**SOURCE EXTRACT:**
★ ★ ★ ★
50 Killed in Florida Nightclub Shooting; ISIS Claims Responsibility

Fifty-three people were wounded in the deadliest mass shooting in U.S. history; shooter suspected of having pledged allegiance to Islamic State, congressman says.

Orlando Police officers direct family members away from a multiple shooting at a nightclub in Orlando, Florida, June 12, 2016.
Phelan M. Ebenhack, AP

A gunman killed 50 people at a packed gay nightclub in Orlando, Florida on Sunday and wounded at least 53 others before being killed by police in the worst mass shooting in U.S. history. The Islamic State group claimed responsibility for the attack.

Orlando Mayor Buddy Dyer said the attack was the deadliest single U.S. shooting incident, eclipsing the 32 people killed in the 2007 massacre at Virginia Tech university.

The shooter was identified as Omar S. Mateen, a Florida resident who a senior FBI official said might have had leanings towards Islamic State militants. Officials called the rampage a "terrorism incident," but cautioned that the suspected Islamist connection required further investigation.
★ ★ ★ ★
**EXERCISES:**
1. Summarize the news report on the Orlando nightclub shooting in two sentences.
2. List every person named in the Orlando shooting report.
Rely only on the news report above.

**Dataset excerpt:**
★ ★ ★ ★
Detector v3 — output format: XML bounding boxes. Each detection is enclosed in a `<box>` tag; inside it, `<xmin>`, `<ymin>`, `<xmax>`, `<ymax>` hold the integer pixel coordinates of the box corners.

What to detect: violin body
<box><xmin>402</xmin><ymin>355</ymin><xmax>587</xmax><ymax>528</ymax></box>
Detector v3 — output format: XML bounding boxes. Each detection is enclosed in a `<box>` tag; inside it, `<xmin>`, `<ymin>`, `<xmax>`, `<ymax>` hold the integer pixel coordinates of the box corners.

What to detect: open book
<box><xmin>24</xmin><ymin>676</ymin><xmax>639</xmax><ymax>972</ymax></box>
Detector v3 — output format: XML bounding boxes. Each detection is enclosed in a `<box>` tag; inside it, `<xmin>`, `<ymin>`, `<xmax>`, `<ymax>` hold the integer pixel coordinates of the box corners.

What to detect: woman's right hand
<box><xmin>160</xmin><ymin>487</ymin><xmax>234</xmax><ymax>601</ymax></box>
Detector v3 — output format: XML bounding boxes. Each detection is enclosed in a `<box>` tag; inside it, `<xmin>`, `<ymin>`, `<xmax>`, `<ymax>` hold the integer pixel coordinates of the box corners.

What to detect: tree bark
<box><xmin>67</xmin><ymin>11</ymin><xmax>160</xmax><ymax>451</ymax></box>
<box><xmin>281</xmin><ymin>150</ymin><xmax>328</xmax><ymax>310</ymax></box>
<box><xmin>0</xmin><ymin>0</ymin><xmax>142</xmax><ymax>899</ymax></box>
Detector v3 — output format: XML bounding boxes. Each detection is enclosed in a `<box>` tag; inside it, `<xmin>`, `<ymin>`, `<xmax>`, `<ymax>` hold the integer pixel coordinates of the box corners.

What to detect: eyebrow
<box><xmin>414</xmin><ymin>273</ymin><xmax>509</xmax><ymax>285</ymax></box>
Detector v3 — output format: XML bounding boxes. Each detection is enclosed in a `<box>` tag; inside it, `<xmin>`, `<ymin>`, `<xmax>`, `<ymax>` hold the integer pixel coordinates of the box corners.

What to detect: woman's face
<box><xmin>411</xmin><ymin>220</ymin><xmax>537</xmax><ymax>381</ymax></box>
★ ★ ★ ★
**ANSWERS FOR THIS EXERCISE:**
1. A gunman killed 50 people and wounded at least 53 others at a packed gay nightclub in Orlando, Florida, before police killed him, making it the deadliest mass shooting in U.S. history, and the Islamic State group claimed responsibility. The shooter was identified as Omar S. Mateen, a Florida resident who might have had leanings toward Islamic State militants, and officials called the rampage a "terrorism incident" but said the suspected Islamist connection required further investigation.

2.
- Phelan M. Ebenhack
- Buddy Dyer
- Omar S. Mateen